Industrials & Materials
· Aerospace & Defense; BA a bright spot for the Dow Jones Industrial Average, with shares rising after China’s aviation authority issued an airworthiness directive on the Boeing Co 737 MAX that will help pave the way for the model’s return to service in China. The directive instructs airline operators on the revisions required before the MAX returns to service, although it does not specify when China will lift a ban on the MAX in its airspace (shares of parts supplier SPR rise)
· Industrials and Materials; potash producers NTR, MOS advanced after earlier headlines that the UK announces new Belarus sanctions, including on Belarusian potash fertilizer producer OJSC Belaruskali; Britain, along with Canada and the U.S., imposed a new wave of sanctions on Belarusian individuals and entities
· Transports; the Omicron variant still weighing on travel related names, as the JETS ETF comes into the day at 52-week lows; Freight Transportation industry view downgraded from In-Line to Cautious and downgraded USX to Equal Weight from Overweight and cut tgt to $10 from $12 and downgraded EXPD to Underweight with a $95 tgt (from $110) at Morgan Stanley saying the transportation cycle is probably closer to the end than the middle as thinks 2022 is likely to see momentum continue into the first half but then does not see significant upside to the cycle; the Baltic Dry Index extended gains to scale a one-month peak, helped by higher rates across all its vessel segments as the overall index, which factors in rates for Capesize, panamax and Supramax vessels, rose 68 points, or 2.2%, to 3,115. Capesize advanced 70 points, or 1.6%, to 4,534, its highest level since Oct. 28.

▶ _EXERCISE REQUIREMENTS_:
[a] Answer these questions from the industrials and materials commentary:
(i) Whose aviation authority issued an airworthiness directive on the Boeing Co 737 MAX?
(ii) Which countries imposed a new wave of sanctions on Belarusian individuals and entities?
(iii) To what level did the Baltic Dry Index rise?
[b] Revise the industrials and materials commentary from "Industrials & Materials" to "supplier SPR rise)", replacing "bright spot" with "standout".
The material given after this text is not needed for any task.

▶ _DATASET CONTENT_:
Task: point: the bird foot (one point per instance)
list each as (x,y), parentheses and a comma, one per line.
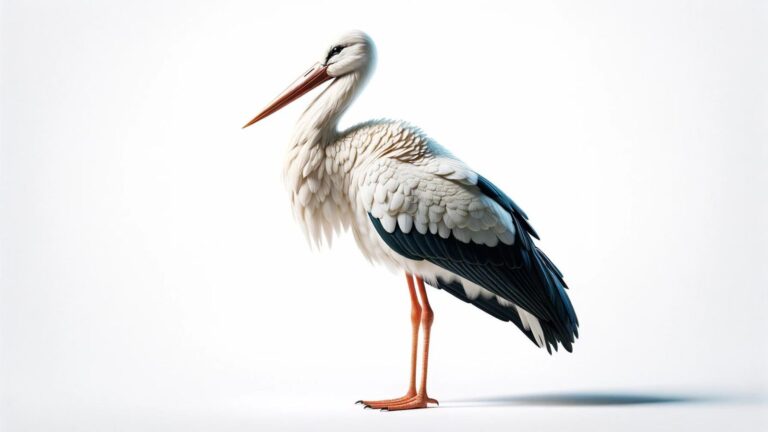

▶ _RESULTS OF THE TASKS_:
[a]
(i) China's aviation authority
(ii) Britain, Canada, and the U.S.
(iii) 3,115

[b]
Industrials & Materials
· Aerospace & Defense; BA a standout for the Dow Jones Industrial Average, with shares rising after China’s aviation authority issued an airworthiness directive on the Boeing Co 737 MAX that will help pave the way for the model’s return to service in China. The directive instructs airline operators on the revisions required before the MAX returns to service, although it does not specify when China will lift a ban on the MAX in its airspace (shares of parts supplier SPR rise)